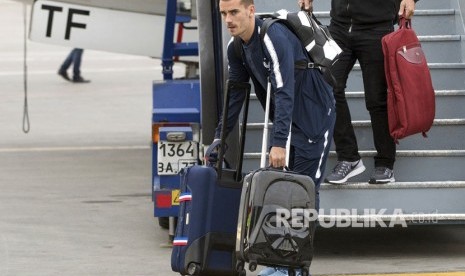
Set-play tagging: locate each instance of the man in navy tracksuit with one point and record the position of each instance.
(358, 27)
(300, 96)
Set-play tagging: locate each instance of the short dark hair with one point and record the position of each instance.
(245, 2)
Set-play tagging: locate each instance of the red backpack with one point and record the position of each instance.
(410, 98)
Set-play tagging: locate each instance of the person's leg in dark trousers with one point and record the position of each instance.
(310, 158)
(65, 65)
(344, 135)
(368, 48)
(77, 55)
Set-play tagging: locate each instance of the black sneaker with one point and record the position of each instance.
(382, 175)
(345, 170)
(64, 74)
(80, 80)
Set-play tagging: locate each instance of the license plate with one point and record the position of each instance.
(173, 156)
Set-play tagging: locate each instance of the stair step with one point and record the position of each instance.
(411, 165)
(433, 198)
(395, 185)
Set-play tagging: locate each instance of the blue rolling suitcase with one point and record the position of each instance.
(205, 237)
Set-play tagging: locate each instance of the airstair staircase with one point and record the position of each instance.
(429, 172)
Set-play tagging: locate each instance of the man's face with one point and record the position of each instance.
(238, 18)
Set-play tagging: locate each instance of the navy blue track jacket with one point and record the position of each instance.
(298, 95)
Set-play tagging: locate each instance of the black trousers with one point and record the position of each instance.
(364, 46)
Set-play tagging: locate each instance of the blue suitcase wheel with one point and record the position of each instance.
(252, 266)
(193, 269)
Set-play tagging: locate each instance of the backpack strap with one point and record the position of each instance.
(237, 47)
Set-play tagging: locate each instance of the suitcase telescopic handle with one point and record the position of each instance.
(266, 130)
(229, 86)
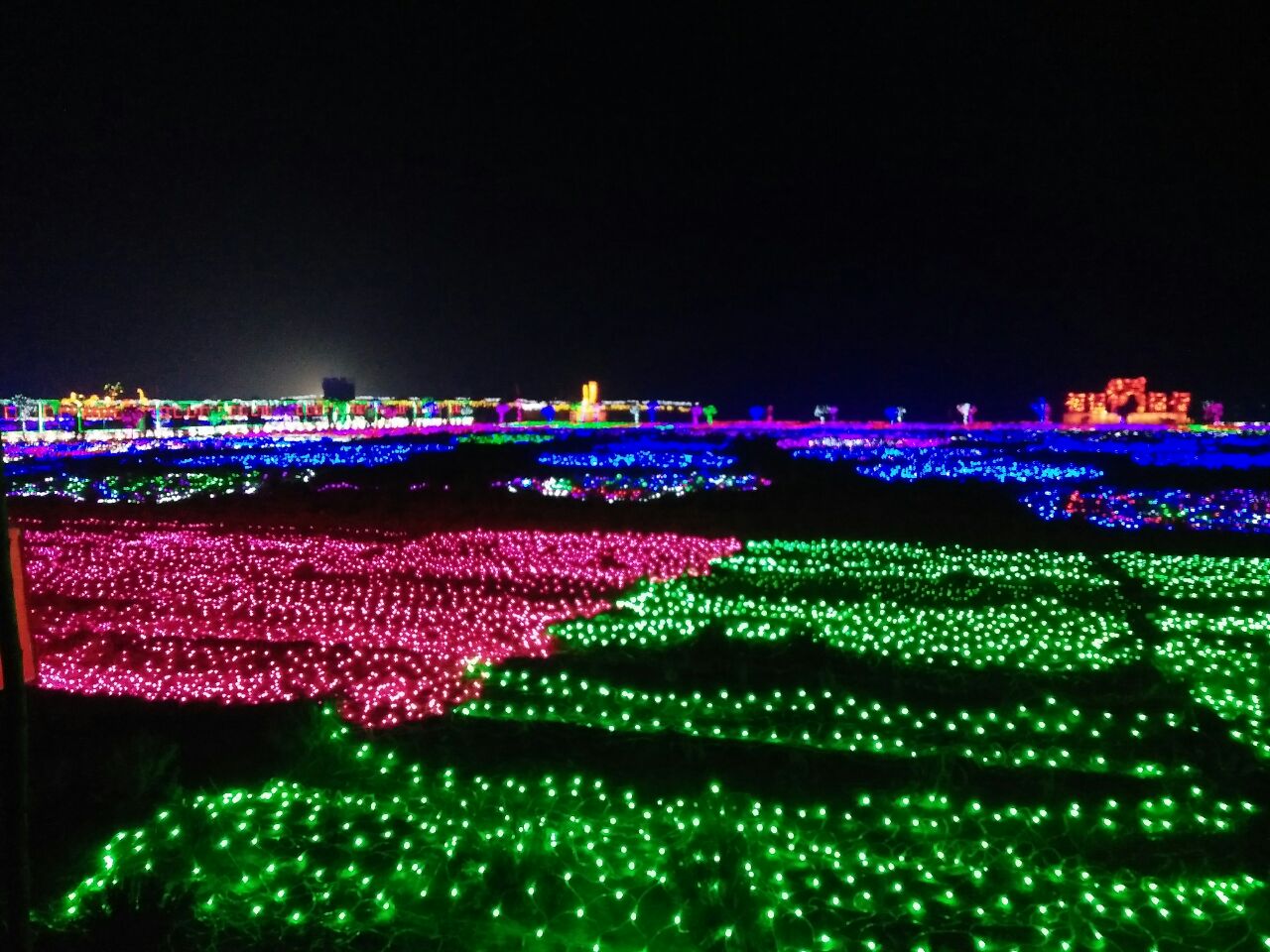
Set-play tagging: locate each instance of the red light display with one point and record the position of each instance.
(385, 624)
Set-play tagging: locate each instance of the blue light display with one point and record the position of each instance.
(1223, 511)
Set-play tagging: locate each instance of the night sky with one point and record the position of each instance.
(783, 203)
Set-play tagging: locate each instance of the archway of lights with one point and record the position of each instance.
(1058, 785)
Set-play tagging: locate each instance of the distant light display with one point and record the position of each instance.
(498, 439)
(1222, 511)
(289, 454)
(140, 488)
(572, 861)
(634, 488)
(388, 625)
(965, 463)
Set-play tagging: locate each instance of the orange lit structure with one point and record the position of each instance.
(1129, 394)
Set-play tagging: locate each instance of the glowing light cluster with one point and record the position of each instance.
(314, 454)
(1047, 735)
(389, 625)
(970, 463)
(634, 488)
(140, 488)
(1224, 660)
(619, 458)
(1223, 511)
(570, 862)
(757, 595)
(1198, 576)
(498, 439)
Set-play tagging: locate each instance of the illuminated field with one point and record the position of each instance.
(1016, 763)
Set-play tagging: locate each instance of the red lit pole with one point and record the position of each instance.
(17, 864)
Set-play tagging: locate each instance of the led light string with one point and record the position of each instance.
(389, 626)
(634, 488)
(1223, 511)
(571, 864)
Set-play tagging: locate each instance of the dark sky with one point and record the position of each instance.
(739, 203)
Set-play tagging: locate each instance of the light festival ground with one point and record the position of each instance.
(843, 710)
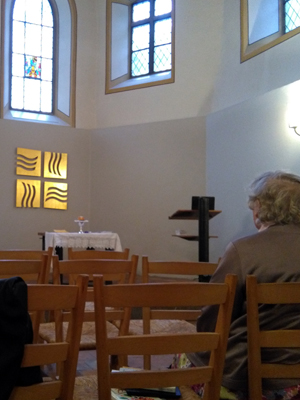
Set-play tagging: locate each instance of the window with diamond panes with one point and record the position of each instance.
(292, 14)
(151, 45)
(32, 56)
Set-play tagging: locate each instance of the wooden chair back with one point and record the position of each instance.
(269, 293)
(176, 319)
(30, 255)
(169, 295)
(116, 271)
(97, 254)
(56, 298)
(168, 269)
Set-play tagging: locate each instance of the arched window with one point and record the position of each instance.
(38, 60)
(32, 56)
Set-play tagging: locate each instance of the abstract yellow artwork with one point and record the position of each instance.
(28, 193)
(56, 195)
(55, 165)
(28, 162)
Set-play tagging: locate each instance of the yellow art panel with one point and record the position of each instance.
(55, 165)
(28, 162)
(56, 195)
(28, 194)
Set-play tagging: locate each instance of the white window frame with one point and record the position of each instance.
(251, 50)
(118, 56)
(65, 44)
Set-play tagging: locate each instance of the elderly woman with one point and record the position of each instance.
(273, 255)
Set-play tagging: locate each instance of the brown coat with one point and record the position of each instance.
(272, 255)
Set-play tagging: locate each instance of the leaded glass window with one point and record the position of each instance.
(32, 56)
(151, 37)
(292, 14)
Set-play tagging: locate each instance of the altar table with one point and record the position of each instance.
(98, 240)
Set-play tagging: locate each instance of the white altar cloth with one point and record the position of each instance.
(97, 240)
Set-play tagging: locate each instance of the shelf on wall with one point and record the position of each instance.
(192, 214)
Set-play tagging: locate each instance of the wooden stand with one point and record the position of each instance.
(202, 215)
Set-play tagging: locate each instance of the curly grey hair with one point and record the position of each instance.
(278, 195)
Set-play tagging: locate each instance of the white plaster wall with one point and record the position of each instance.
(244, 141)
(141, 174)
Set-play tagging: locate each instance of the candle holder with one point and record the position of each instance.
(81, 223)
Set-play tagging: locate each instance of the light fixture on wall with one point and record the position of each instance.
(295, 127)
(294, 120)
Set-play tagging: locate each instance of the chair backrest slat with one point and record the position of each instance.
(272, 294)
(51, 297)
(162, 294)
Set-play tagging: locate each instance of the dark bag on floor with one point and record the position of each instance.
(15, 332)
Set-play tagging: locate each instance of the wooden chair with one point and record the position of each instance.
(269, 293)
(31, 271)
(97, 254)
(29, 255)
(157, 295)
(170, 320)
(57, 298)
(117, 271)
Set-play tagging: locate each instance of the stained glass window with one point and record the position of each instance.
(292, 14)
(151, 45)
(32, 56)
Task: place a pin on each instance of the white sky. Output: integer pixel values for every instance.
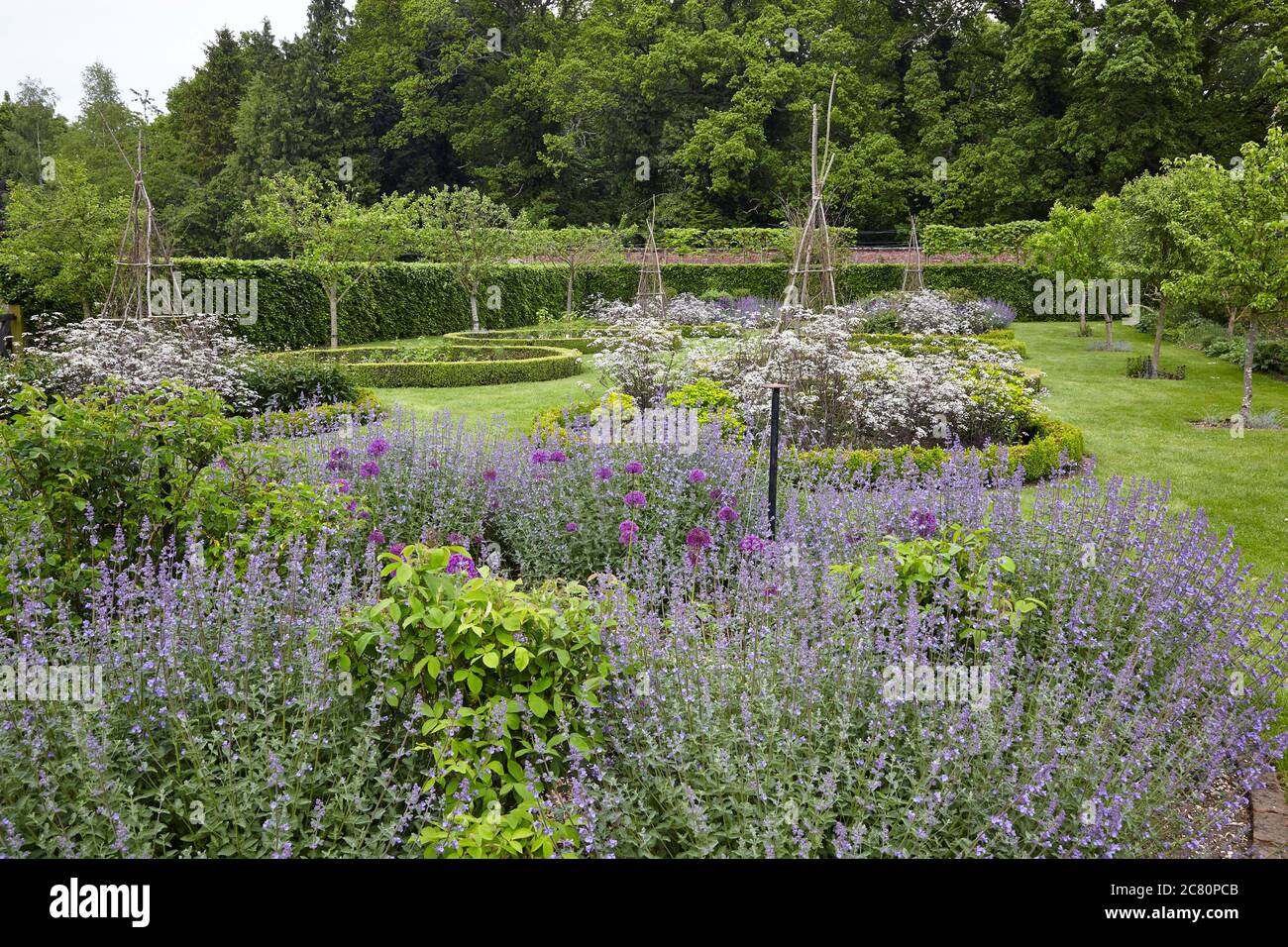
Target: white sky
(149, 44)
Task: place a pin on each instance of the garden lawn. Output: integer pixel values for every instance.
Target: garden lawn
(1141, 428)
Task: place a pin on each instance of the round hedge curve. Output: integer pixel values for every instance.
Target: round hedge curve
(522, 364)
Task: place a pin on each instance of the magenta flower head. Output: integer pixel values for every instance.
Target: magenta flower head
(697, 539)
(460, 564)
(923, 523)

---

Task prompt: Transcribe the listing in full and omit the pictures.

Problem solution:
Set-play tagging: locate each instance of the man in navy tracksuit with one point and record the position of each instance.
(358, 27)
(300, 96)
Set-play tagging: locate each instance of the short dark hair with one point and record the position of each instance.
(245, 2)
Set-play tagging: locate each instance of the red backpack with one point and record the position of each instance.
(410, 98)
Set-play tagging: locate each instance of the person's leg in dark trousers with one point and record the position of each instance.
(310, 158)
(65, 65)
(344, 135)
(368, 48)
(77, 55)
Set-play tagging: locate each instance of the black sneaker with one point and record the position of each instance.
(382, 175)
(345, 170)
(64, 74)
(80, 80)
Set-play tagging: locate each instance of the license plate with one point and record the position of each instance.
(173, 156)
Set-play tagging: locate each instance of the stair step with one point and record the position of each instance.
(411, 165)
(433, 198)
(395, 185)
Set-play tagging: locate each instance of the blue rolling suitcase with one point and record the position of each instance.
(205, 237)
Set-play tagging: locate each instance of the airstair staircase with one point and record the position of each instance.
(429, 172)
Set-play tagging: locate each instance of the man's face with one point and record the position of each instance.
(238, 18)
Set-play tagging: locate each instance of the navy blue track jacket with one point and record the position of each instance.
(298, 95)
Set-play tagging: locate each instance of the black trousers with one point and record the position of each instance.
(364, 46)
Set-play tagging: locate each instance of the blue suitcase wheel with one point and record the position of each instance.
(252, 266)
(193, 269)
Set-play tagging: locate each instance of the backpack strap with one point and record the position of each instance.
(237, 47)
Set-play tagging: locate each instance of the suitcase telescopic handle with one point and record the position of each instance.
(266, 130)
(229, 86)
Set-play tagging: locate each instance of the red light display with one point and record the position of each instance.
(385, 624)
Set-play tagging: locate each instance of the blue light display with one point and record the position of each instance.
(1223, 511)
Set-play tagging: locate each instance of the night sky with one point and record the position of each instance.
(783, 203)
Set-play tagging: locate each instance of the archway of lights with one point and record the position of each instance.
(1058, 785)
Set-play tagging: locate each instance of the distant light display with one point and record the position of each instance.
(498, 439)
(1222, 511)
(289, 454)
(140, 488)
(572, 861)
(634, 488)
(388, 625)
(965, 463)
Set-play tagging: locate each instance of the orange lit structure with one point and record the position of each instance.
(1129, 394)
Set-play tagging: locate each instance of the glowing light cluster with one point and record the position of each instance.
(314, 454)
(1047, 735)
(389, 625)
(970, 463)
(634, 488)
(140, 488)
(1224, 660)
(619, 458)
(1223, 511)
(570, 862)
(757, 595)
(1198, 576)
(498, 439)
Set-play tagging: locate each instance of the illuminated field with one point and record the position of each instance.
(1016, 763)
Set-play tagging: locate each instance of the red lit pole with one point and record the position of each instance.
(17, 864)
Set-play tagging: locate each instance of the led light string with one point and record the position of each instance.
(389, 626)
(634, 488)
(1223, 511)
(571, 864)
Set-play tagging: locate each instance of the dark sky with one point and record the position of each instance.
(739, 203)
Set-play tagging: locate each instance of the light festival ground with one point and record the position of each instance.
(843, 710)
Set-play tagging: locate each instance of the window with diamond panes with one point and record the position of each instance.
(292, 14)
(151, 45)
(32, 56)
Set-play tagging: locate each instance of the wooden chair back with one point and record the position of each instance.
(269, 293)
(176, 319)
(30, 255)
(169, 295)
(116, 271)
(97, 254)
(56, 298)
(168, 269)
Set-play tagging: locate each instance of the arched window with one point and record the position of each instance.
(38, 60)
(32, 56)
Set-play tagging: locate each instance of the abstract yellow artwork with one point and record the position of each instance.
(28, 193)
(56, 195)
(55, 165)
(28, 162)
Set-play tagging: locate each instance of the yellow art panel with one point and record the position of each instance.
(55, 165)
(28, 162)
(56, 195)
(28, 194)
Set-play tagging: locate each instance of the white window frame with one point and record the position of each instance.
(251, 50)
(118, 56)
(65, 44)
Set-play tagging: locate each instance of the elderly woman with one point and record the position of each instance.
(273, 255)
Set-play tagging: locate each instance of the brown coat with one point and record the position of each instance.
(272, 255)
Set-play tagging: locate each instance of the leaded glass window with one point and record the position of each instance.
(32, 56)
(151, 37)
(292, 14)
Set-play tagging: locate each instance of the altar table with one point and record the position of each instance.
(98, 240)
Set-play tagging: locate each instance of the white altar cloth with one point and record the position of each instance.
(97, 240)
Set-play tagging: locate each instance of the shelf on wall with one point and record the position of each instance.
(192, 214)
Set-play tagging: locate each instance of the wooden stand with one point and record the position of each instance.
(202, 215)
Set-play tagging: locate each instance of the curly grey hair with one point and record the position of each instance.
(278, 195)
Set-play tagging: locate each instance of the white plaster wall with one point and record the position of each instance.
(244, 141)
(141, 174)
Set-play tagging: locate each instance of the candle holder with one point and record the position of each instance.
(81, 223)
Set-play tagging: locate each instance of the light fixture on wall with one point and record the position of each instance.
(295, 127)
(294, 120)
Set-play tagging: locate each instance of the chair backrest slat with one point and record the position of each instance.
(272, 294)
(51, 297)
(162, 294)
Set-play tagging: locate each instance of the dark bag on floor with one point and record the position of each instance.
(15, 332)
Set-play tagging: locate each instance of the wooden chair with one point and record the position of each instance.
(269, 293)
(31, 271)
(97, 254)
(29, 255)
(157, 295)
(170, 320)
(57, 298)
(117, 271)
Set-play tagging: locate each instance of the stained glass window with one point and record the position of each instance.
(292, 14)
(151, 45)
(32, 56)
Task: place a pin on each instance of the white sky. Output: integer pixel values for every instance.
Target: white sky
(149, 44)
Task: place a pin on each instance of the garden lawn. Output: integer pixel values for every instance.
Target: garden lawn
(1141, 428)
Task: place a pin on each instance of the round hedge curve. Output: integer pixel values for every instance.
Target: round hedge curve
(522, 364)
Task: place a pin on each instance of the magenta flower head. Output: integer pixel values for every instance.
Target: magenta flower head
(697, 539)
(460, 564)
(923, 523)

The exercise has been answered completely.